[Start of Data provided]
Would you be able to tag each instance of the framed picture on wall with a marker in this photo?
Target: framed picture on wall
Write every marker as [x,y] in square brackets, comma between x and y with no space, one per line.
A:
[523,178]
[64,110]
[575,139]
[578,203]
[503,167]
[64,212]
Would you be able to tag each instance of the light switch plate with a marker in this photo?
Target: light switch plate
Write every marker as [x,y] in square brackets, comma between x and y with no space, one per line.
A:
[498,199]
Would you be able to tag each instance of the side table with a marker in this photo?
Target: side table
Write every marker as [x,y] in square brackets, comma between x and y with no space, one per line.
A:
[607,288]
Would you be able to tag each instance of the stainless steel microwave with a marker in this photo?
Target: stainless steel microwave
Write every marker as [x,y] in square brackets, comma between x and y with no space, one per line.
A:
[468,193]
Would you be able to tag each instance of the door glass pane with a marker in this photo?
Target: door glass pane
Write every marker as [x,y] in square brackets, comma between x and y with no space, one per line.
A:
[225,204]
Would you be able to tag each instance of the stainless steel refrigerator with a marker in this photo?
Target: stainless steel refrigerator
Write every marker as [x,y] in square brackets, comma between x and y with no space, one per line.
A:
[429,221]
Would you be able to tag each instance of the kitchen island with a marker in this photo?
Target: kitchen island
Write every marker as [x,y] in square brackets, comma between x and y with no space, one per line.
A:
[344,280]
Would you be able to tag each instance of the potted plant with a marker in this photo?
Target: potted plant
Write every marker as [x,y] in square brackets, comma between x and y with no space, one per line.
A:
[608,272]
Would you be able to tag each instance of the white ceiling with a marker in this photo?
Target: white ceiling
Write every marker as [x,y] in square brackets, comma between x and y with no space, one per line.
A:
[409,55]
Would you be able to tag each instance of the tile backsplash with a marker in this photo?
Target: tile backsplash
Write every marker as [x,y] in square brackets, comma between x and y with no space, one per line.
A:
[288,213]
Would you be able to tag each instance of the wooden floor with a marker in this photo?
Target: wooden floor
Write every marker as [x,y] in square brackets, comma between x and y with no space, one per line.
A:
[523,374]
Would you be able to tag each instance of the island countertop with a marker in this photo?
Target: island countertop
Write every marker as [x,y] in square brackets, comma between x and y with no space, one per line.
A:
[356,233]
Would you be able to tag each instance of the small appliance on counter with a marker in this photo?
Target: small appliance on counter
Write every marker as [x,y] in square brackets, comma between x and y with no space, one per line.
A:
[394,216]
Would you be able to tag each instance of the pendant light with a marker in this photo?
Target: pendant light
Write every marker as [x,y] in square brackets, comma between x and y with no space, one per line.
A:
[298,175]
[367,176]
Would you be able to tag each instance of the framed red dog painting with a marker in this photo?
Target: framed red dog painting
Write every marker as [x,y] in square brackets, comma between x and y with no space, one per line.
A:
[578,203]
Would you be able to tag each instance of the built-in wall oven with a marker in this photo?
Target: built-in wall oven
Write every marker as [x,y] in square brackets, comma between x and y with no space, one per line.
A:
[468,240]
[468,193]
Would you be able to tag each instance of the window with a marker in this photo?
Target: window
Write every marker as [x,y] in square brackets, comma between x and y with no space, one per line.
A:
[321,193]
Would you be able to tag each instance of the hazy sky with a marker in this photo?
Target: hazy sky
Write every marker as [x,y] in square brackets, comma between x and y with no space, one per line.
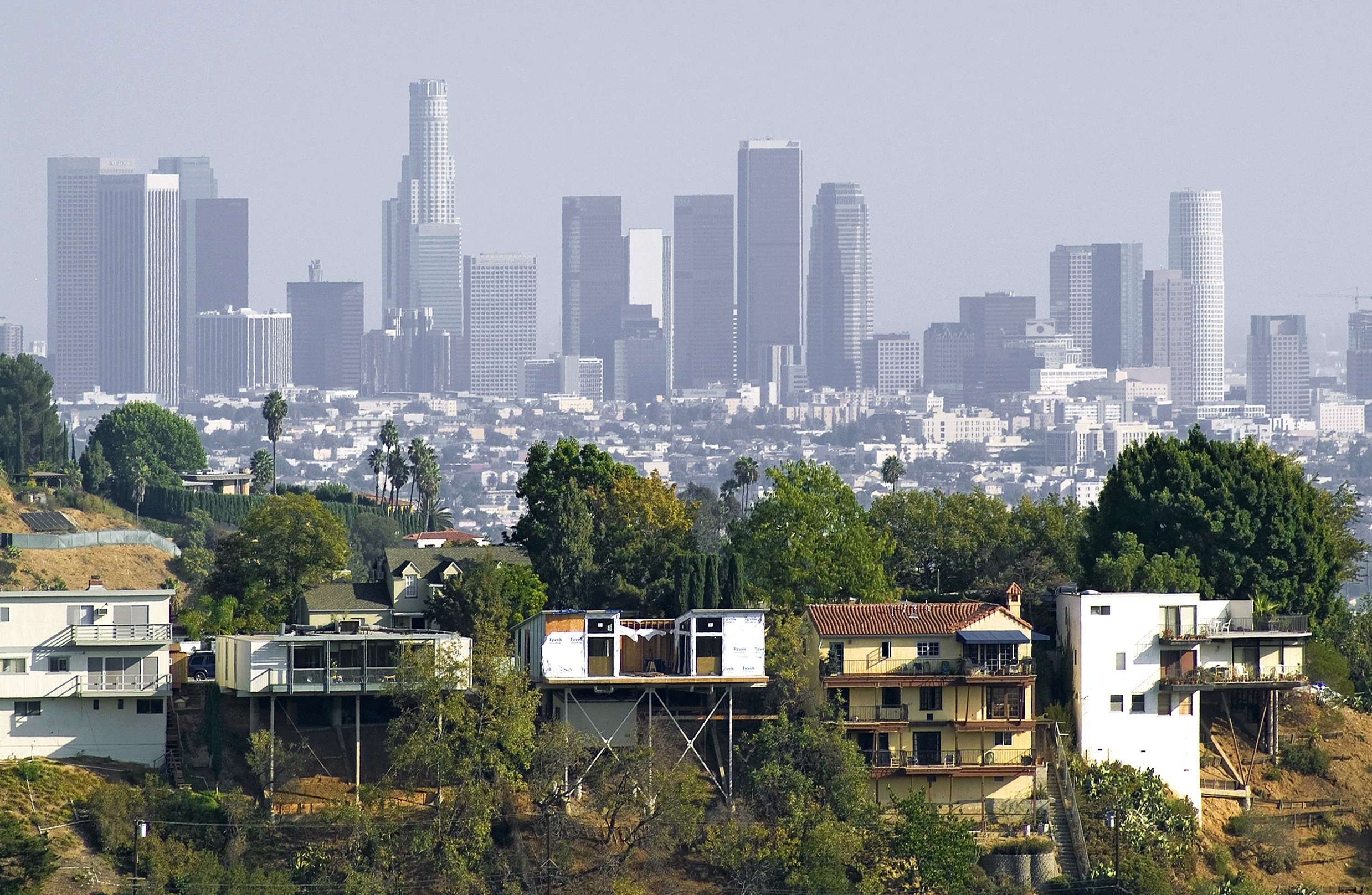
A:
[End of Data provided]
[Work to do]:
Your task is to output exactly the lines from the line containing "Would you be able to tag each instance of the built-in" through the last line, inclusive, leaving every picture out.

[The reply]:
Would you be able to tag each instance of the built-in wall oven with a marker in this photo?
Target: built-in wall oven
Write every marker as [x,y] in square brackets, comma between x and y with no space, one per line.
A:
[468,240]
[468,193]
Would you be able to tag each instance of the window with a marker in this photo?
Target: window
Write every marker as [x,y] in square brackets, comma between x and y with no space, one per line.
A:
[321,193]
Would you be able to tag each instance of the hazy sky with a marker in this photo?
Target: hazy sky
Write every marker as [x,y] in square brackets, comma between x and y with no space, one per line.
A:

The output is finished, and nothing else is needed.